TASK:
Of the records below, reproduce only the span that opens with the line containing "Would you mind indicating the woman" and closes with the last line.

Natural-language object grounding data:
[Start of section]
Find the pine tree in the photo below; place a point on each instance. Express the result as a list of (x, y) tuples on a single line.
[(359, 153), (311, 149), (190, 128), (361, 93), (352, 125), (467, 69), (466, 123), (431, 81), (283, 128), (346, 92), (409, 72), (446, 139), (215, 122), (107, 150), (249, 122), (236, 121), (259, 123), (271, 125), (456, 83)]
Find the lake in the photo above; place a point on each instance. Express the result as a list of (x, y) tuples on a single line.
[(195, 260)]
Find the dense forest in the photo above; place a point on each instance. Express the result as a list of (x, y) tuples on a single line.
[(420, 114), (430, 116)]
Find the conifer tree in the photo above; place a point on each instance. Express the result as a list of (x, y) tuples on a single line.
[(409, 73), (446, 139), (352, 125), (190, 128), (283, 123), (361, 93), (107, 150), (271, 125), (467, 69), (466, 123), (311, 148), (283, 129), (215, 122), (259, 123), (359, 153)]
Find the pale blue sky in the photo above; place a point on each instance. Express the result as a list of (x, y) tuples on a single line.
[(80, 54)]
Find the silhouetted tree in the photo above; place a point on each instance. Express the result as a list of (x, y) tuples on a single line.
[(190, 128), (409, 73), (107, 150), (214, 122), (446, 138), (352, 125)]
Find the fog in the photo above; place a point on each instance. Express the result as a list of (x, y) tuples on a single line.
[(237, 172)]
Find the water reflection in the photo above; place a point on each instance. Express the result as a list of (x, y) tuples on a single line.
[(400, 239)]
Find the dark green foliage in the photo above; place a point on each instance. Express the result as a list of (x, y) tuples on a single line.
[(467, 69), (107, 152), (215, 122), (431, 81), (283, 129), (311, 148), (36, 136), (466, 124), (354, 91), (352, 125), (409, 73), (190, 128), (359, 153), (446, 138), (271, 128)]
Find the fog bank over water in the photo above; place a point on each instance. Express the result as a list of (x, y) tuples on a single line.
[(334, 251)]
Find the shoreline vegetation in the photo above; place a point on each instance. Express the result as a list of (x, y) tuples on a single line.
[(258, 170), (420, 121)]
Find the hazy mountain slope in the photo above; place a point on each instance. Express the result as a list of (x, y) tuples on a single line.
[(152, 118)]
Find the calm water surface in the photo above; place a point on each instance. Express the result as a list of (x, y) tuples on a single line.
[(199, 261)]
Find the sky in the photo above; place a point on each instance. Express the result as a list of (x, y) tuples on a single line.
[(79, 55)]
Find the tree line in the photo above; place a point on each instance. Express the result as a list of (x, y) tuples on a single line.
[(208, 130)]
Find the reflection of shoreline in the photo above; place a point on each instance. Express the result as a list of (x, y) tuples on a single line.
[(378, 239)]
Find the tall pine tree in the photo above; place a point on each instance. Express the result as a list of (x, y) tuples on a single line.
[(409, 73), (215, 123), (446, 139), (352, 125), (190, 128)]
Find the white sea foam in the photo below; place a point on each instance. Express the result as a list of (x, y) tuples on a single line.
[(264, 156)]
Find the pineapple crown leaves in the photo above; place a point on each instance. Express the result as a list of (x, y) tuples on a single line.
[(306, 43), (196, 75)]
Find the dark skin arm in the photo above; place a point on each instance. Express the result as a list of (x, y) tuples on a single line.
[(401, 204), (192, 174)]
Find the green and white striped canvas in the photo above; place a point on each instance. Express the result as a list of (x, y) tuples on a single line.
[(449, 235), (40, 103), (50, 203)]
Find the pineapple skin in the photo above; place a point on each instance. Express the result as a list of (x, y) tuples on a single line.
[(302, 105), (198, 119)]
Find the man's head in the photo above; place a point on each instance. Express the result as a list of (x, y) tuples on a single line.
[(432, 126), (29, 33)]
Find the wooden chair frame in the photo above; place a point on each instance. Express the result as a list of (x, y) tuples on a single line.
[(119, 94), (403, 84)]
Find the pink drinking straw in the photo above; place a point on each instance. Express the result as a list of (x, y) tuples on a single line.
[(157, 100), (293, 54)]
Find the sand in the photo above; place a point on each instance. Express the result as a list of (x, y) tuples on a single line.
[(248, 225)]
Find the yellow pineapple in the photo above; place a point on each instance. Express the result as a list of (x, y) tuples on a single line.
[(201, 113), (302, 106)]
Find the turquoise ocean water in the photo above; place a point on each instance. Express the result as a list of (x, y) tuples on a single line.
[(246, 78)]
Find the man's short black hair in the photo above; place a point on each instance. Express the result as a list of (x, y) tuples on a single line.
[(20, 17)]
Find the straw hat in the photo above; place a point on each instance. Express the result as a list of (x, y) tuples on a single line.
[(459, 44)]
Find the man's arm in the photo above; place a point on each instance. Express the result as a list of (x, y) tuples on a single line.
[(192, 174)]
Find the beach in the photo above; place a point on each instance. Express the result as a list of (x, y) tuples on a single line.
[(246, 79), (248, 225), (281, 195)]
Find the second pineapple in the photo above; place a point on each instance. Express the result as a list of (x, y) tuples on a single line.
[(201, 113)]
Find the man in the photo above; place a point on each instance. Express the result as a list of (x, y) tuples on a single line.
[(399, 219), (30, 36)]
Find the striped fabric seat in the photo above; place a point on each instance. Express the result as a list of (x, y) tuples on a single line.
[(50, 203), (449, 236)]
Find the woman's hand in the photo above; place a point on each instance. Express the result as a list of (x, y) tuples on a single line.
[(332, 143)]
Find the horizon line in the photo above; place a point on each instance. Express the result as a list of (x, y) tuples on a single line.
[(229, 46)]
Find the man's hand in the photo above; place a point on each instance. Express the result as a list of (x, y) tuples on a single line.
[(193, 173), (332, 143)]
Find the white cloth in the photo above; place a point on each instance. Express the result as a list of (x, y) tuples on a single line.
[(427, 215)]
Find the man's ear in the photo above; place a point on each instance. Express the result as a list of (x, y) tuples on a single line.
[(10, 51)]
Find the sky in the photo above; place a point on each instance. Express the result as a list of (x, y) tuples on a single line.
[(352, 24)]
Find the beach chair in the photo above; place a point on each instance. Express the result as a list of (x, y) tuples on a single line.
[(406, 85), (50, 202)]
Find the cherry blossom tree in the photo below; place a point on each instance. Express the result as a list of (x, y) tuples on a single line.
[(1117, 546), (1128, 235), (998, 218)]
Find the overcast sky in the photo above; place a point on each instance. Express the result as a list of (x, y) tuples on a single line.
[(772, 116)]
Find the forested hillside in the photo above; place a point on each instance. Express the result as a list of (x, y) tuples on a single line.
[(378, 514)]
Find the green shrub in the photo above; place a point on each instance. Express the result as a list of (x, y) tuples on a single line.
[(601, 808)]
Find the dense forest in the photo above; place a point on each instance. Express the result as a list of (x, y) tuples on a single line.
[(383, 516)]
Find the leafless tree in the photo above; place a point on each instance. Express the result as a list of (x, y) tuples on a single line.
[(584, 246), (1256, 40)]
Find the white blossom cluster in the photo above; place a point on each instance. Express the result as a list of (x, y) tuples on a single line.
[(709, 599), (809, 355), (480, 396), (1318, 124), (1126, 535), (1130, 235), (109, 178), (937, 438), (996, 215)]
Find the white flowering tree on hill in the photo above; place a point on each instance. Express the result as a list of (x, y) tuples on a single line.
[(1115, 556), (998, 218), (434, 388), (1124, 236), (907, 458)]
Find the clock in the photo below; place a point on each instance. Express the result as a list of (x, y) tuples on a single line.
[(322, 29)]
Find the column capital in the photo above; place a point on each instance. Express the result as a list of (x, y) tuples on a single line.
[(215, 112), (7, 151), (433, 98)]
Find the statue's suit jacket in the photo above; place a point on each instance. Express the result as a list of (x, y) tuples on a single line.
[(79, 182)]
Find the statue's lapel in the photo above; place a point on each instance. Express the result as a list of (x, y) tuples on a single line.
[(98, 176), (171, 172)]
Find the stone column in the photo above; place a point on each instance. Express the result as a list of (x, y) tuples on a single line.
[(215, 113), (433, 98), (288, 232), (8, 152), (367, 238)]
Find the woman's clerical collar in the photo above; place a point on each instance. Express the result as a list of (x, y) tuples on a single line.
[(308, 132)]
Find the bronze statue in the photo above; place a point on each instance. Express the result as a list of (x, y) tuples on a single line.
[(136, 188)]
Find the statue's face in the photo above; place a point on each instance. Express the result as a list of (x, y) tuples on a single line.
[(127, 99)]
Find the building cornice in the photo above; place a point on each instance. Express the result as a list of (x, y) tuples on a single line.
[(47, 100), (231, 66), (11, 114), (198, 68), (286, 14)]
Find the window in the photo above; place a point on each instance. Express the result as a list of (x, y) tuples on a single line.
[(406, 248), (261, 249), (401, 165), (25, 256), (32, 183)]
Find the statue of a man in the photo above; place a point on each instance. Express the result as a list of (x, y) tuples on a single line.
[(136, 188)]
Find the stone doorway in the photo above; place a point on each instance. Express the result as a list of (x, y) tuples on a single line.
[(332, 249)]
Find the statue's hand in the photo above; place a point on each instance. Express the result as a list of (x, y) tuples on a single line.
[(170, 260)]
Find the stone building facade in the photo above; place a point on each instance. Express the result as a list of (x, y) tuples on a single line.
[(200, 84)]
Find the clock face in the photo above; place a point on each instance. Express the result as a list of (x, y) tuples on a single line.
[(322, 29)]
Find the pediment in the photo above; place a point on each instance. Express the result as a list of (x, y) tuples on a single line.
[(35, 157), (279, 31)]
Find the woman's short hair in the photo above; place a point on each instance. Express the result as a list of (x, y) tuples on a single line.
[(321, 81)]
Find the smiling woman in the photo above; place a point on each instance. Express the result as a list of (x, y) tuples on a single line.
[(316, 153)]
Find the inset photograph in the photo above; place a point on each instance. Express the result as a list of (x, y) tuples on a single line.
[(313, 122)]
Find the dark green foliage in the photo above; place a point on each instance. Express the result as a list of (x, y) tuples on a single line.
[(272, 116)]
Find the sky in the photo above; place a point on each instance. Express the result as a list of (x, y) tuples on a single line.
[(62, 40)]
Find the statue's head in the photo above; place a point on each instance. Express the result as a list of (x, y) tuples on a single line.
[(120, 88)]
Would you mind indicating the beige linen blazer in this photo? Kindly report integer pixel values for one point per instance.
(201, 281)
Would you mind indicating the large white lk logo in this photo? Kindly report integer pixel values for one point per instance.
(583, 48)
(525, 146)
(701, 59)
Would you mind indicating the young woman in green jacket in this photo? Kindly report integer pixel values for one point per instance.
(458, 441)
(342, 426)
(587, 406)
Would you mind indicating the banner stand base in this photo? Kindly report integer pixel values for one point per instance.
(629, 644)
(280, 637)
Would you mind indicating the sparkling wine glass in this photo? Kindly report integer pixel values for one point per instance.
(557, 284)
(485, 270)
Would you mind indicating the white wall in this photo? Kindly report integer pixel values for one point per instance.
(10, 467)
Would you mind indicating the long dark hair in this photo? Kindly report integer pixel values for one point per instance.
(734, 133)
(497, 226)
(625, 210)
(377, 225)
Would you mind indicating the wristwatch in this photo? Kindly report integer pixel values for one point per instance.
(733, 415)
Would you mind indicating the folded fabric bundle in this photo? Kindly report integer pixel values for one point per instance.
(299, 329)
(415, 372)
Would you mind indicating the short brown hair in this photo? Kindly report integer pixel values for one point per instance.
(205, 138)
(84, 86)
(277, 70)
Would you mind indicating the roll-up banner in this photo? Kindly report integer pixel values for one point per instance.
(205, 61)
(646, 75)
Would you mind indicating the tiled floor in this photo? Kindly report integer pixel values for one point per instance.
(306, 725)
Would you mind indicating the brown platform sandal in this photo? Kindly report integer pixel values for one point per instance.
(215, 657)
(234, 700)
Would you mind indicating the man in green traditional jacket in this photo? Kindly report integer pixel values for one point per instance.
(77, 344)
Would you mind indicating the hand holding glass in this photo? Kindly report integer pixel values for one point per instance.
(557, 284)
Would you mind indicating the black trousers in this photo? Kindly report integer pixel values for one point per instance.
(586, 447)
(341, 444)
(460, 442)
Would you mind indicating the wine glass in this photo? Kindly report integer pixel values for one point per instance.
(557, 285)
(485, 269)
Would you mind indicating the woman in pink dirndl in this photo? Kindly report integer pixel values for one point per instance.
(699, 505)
[End of section]
SOLUTION:
Would you mind indicating the woman in pink dirndl in this photo? Kindly report integer pixel values for one point per instance.
(699, 505)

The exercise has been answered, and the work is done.